#### [Task to complete]
Could you rewrite the records below with every "one marker apiece" changed to "a single marker for each", leaving everything else unchanged and omitting the pictures?

+---+

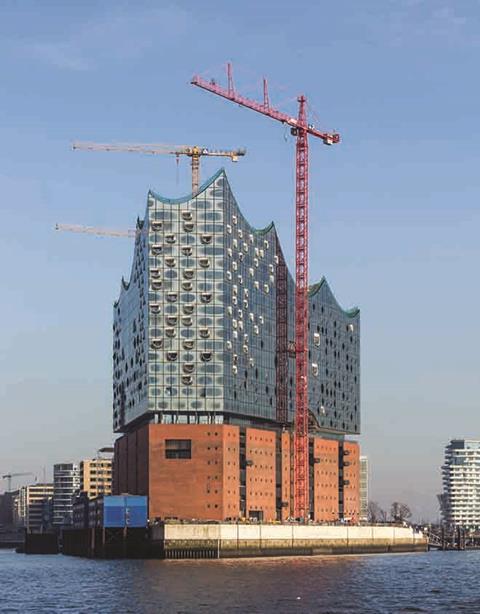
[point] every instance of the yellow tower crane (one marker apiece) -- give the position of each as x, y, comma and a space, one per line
192, 151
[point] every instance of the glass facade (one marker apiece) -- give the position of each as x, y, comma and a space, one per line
203, 331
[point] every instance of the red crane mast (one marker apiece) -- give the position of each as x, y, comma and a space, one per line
300, 128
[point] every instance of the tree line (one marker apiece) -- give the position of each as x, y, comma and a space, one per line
399, 512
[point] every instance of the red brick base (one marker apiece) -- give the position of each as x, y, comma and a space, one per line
227, 472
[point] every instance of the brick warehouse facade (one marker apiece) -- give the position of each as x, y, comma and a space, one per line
227, 472
204, 371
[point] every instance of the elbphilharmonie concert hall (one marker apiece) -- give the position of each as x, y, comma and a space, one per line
204, 370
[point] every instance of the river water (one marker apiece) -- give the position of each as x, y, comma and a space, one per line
430, 582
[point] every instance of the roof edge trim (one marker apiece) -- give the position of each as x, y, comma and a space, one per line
314, 288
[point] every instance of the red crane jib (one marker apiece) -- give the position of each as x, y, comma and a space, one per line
300, 129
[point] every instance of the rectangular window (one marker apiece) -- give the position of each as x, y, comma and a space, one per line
178, 448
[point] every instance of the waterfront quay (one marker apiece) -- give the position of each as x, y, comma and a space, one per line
181, 540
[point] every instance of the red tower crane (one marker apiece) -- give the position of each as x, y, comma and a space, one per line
301, 129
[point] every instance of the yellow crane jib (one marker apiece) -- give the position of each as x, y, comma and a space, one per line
195, 152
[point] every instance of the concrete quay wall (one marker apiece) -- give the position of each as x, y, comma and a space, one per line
248, 540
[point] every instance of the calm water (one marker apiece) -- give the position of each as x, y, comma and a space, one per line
433, 582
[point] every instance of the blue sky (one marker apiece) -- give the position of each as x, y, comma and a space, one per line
394, 208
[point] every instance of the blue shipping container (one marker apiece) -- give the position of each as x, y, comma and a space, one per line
125, 511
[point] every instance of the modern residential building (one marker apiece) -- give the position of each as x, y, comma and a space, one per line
66, 481
204, 369
96, 476
7, 508
364, 480
33, 505
460, 501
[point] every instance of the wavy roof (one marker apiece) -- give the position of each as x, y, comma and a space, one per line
313, 289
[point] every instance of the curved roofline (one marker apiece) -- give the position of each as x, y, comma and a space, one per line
313, 289
184, 199
203, 187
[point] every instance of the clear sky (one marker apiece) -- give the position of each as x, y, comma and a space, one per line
395, 220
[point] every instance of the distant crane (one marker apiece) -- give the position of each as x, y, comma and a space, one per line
93, 230
192, 151
9, 476
301, 129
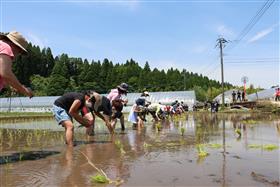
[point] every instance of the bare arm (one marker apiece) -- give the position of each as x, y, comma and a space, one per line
9, 77
74, 112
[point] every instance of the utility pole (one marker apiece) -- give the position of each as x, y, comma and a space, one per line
221, 42
184, 71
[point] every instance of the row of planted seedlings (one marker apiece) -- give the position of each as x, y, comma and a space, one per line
23, 140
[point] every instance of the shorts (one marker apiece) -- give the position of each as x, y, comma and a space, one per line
105, 106
117, 114
60, 114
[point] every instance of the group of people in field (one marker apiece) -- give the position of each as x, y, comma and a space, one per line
143, 107
238, 96
84, 106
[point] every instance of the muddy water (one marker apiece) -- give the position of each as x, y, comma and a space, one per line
33, 153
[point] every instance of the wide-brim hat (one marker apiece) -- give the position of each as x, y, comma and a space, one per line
16, 38
123, 87
146, 93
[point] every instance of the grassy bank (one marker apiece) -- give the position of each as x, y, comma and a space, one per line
20, 116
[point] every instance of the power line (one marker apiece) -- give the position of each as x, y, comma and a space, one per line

+---+

#### [Exercise solution]
[point] every instance of the yellow tower crane (a single marker for each) -- give the position of each as x, y, comma and a space, one per line
192, 151
[point] every instance of the glass facade (a single marker for each) -- give the position of each as x, y, comma and a space, one per line
203, 331
[point] every instance of the red crane mast (a single marker for each) -- give the position of each as x, y, comma and a space, one per line
300, 128
[point] every instance of the tree line (a single marker for each) -- give the position of each as x, y, comma and a space, one per line
399, 512
[point] every instance of the red brick base (a single marker for each) -- give the position of each as x, y, comma and a space, one per line
227, 472
[point] every instance of the brick warehouse facade (a single marker for each) -- give the position of each as x, y, comma and a space, one per line
227, 472
204, 371
[point] every instance of the elbphilharmonie concert hall (a single marker for each) -- give the position of each as x, y, comma and a space, one per line
204, 370
[point] every instance of the river water (a single marker for each) -- give the position of each as x, y, comma and a space, one per line
430, 582
[point] every instance of the roof edge trim (a single marker for each) -- give the position of each as x, y, comma and a space, one per line
314, 288
[point] every instance of the red crane jib (a single marker for each) -- give the position of each as x, y, comma and a space, one per line
300, 129
[point] every instance of the rectangular window (a single marker for each) -- give the position of each as x, y, comma and a space, one per line
178, 448
[point] every instance of the waterfront quay (a single marker for each) -- give the position of each as x, y, comma and a space, one per line
181, 540
[point] every instance of the red tower crane (a single marker for each) -- give the position of each as x, y, comma and a space, one per line
301, 129
[point] every instance of the yellow crane jib (a single marker for each) -- give the position of each as x, y, comma and a space, one per line
195, 152
[point] every instance of the concrete quay wall (a single marker for each) -- give the position of each as x, y, comma and a space, one per line
248, 540
[point] every instance of the calm water (a single marker for each) -- give the position of each as x, y, comma and a space, one per line
433, 582
[point] every instance of the blue sky (a single marker for each) -- give the position of each as x, y, comma and a space, one per line
394, 208
[point] every instance of the blue shipping container (a single marker for each) -- give the position of each as x, y, comma and a space, one per line
125, 511
[point] every instance of the modern residential building (a single marker for each) -- give the position of each as x, y, comma and a space, one per line
66, 481
204, 369
96, 476
7, 508
364, 480
33, 505
460, 501
[point] every instance of the wavy roof (a single marker for each) -- give the position of each as x, y, comma and a space, one per line
313, 289
[point] every instance of the curved roofline (a single marker for each) -- give the position of each as x, y, comma and a space, one per line
313, 289
184, 199
203, 187
[point] every instance of the clear sky (a single marker for each) -- give the position of each as x, y, comma and a space, one per line
395, 220
[point] every instance of the distant crane (a single marker for each) -- give the position of each as x, y, comma and a space, one per line
93, 230
192, 151
9, 476
301, 129
[point] every instance of the bare arm (a single marker for each) -- give the position of each as x, y, comma and a space, one per line
9, 77
74, 112
[point] every instance of the utility pole (a single marker for each) -- give the position of each as x, y, comma and a space, one per line
221, 42
184, 71
[point] every instance of the row of planted seedlings (a single marker for each) -- give the position of each as x, y, comma and a space, one per line
23, 140
[point] every instance of the shorts (a single marker for each) -- give the position of each as x, y, comma and a space, one per line
105, 106
117, 114
60, 114
[point] every instance of the group of people in field (a single marker for each) -- give the position of each as x, y, comma and a space, one per line
143, 107
238, 96
84, 106
[point] every instance of the muddy water (a single marker for each) -- give the position of each as x, y, comma and a space, one per line
33, 153
[point] every instance of the wide-brim hat (a single marker for each) -- give the position of each as x, y, comma and a space, one per line
16, 38
123, 87
146, 93
[point] every instance of the grassy bank (a single marker for each) -- give the position of each as x, y, comma and a space, one per line
20, 116
[point] every instance of the power line (a single marker for each) -- give the position of each as x, y, comma and a space, one per line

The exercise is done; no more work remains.